● **What needs to be done**:
Reproduce the line that contains "the form (85,177)." and every line after it through the end of the records, exactly, with nothing added.

Recorded data
------

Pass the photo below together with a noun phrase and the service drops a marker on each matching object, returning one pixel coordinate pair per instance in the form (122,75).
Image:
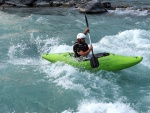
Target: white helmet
(81,35)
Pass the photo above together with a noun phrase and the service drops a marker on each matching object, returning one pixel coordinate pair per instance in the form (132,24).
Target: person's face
(83,40)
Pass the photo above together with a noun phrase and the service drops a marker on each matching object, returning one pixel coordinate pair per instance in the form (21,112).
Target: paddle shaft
(87,24)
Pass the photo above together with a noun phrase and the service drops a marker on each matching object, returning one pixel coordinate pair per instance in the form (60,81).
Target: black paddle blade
(94,62)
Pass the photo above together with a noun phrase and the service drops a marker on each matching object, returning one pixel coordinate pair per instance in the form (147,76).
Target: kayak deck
(107,61)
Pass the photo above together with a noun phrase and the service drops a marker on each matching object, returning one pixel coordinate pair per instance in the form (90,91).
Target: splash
(129,11)
(99,107)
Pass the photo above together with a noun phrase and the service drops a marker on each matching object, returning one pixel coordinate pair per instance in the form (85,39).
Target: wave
(129,11)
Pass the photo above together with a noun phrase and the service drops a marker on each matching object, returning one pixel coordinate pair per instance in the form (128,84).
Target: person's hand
(91,47)
(87,30)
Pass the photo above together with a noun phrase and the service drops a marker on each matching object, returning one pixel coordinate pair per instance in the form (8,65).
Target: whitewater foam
(100,107)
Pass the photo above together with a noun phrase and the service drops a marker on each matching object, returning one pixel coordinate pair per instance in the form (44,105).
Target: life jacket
(78,47)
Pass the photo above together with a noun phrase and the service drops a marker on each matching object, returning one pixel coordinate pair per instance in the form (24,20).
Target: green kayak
(107,61)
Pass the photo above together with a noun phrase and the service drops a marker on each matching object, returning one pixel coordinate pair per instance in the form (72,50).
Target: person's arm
(86,52)
(86,31)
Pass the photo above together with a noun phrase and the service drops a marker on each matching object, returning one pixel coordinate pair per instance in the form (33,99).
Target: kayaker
(80,47)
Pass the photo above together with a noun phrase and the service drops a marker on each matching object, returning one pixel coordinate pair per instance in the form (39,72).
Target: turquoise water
(30,84)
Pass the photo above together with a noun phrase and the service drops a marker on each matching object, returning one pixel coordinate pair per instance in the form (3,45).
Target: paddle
(93,61)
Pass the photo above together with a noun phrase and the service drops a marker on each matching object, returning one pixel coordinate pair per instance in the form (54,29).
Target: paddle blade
(94,62)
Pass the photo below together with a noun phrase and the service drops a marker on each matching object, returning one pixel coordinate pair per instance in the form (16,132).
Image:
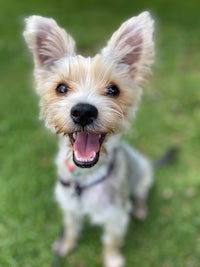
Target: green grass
(169,115)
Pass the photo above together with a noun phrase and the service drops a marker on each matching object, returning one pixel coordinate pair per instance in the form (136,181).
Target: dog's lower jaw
(86,148)
(86,164)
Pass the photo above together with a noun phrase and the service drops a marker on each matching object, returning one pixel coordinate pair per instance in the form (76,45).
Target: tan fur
(123,64)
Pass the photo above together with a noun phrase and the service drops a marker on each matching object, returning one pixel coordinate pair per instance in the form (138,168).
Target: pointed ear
(131,47)
(47,41)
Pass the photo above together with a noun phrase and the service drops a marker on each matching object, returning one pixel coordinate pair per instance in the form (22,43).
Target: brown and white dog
(89,102)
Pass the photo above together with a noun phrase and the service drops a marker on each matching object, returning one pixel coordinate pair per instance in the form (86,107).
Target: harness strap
(78,188)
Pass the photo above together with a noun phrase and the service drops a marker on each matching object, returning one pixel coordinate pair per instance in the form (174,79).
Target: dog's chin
(86,164)
(86,148)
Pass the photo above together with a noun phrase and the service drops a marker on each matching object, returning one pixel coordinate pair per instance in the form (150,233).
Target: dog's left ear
(131,48)
(47,41)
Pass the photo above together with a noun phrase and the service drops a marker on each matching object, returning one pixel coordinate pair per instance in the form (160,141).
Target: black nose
(84,114)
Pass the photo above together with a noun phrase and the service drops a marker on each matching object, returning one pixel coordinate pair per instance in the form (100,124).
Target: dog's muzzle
(86,144)
(84,114)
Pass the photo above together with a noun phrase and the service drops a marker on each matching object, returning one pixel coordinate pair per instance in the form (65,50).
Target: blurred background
(169,116)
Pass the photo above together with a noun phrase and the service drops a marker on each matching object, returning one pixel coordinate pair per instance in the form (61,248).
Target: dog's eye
(112,90)
(61,89)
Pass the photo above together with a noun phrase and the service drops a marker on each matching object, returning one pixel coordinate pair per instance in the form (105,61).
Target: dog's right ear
(47,41)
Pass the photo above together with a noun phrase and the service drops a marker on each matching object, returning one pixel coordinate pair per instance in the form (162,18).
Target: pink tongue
(86,144)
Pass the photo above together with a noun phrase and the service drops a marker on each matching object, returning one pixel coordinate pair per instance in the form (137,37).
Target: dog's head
(89,99)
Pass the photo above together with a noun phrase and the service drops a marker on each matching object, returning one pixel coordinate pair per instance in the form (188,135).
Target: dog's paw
(63,247)
(114,259)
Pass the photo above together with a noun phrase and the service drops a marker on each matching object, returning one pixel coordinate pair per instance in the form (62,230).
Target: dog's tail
(169,157)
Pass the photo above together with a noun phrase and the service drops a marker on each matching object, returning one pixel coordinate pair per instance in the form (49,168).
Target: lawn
(169,115)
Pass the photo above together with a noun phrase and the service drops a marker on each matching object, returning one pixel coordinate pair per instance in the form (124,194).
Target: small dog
(88,103)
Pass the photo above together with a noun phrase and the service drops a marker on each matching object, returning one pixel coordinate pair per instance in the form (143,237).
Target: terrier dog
(88,103)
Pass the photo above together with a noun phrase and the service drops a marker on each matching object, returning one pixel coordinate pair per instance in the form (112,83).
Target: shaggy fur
(89,102)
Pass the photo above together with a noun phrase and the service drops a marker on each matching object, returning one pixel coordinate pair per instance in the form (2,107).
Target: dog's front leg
(113,239)
(68,240)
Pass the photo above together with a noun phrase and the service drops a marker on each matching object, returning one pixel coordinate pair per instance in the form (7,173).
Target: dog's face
(89,99)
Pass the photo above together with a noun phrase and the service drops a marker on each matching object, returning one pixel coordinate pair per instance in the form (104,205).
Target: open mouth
(86,148)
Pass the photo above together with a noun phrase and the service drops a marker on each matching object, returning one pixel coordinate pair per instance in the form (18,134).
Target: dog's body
(88,102)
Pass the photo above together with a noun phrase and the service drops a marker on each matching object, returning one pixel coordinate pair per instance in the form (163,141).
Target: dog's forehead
(90,71)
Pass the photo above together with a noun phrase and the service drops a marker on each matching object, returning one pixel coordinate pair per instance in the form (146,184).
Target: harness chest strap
(78,188)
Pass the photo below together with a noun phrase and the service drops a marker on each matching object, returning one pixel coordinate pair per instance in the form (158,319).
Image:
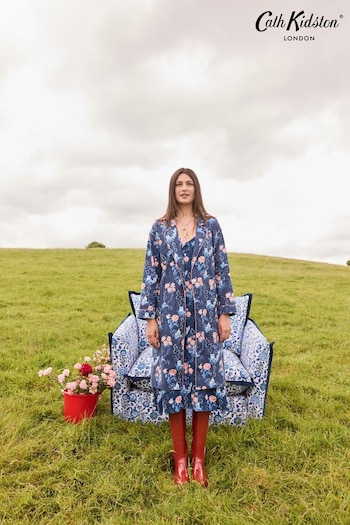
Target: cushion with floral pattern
(238,322)
(140,372)
(134,299)
(236,377)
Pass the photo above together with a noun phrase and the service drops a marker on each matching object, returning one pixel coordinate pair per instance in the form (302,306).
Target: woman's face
(184,189)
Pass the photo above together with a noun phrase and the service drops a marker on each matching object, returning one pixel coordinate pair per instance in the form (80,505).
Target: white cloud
(99,106)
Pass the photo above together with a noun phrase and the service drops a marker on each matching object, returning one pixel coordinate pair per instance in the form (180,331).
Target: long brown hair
(198,206)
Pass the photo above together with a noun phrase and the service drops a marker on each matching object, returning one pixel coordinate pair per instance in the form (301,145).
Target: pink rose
(85,369)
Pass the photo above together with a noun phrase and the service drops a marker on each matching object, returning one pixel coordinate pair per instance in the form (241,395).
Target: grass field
(292,467)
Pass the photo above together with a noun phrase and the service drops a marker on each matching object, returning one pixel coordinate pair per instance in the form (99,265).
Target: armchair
(247,359)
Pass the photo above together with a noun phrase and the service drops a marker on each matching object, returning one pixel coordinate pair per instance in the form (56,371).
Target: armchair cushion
(134,298)
(140,372)
(237,378)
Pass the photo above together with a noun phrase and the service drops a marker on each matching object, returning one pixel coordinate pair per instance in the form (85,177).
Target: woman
(187,298)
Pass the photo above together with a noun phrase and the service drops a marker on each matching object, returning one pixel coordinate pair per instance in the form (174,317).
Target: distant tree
(95,244)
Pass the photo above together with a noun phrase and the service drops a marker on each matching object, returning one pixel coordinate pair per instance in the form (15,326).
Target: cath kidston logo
(296,22)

------

● **Worked solution**:
Pass the photo above together with a noun phrase and the service drops a marker on each matching object, returning one pixel coordinate pair per instance in the form (85,177).
Target: woman
(187,298)
Pass the photo above together with a noun phrase and the service drops a marker on each matching object, returning one pixel coordinate pair per instance in the form (174,317).
Target: distant tree
(95,244)
Pass the photo above together with a noun phrase and the service drops a marker on each matching object, returning one pixel coordinate pair per instance in the form (15,326).
Target: cath kidston logo
(296,22)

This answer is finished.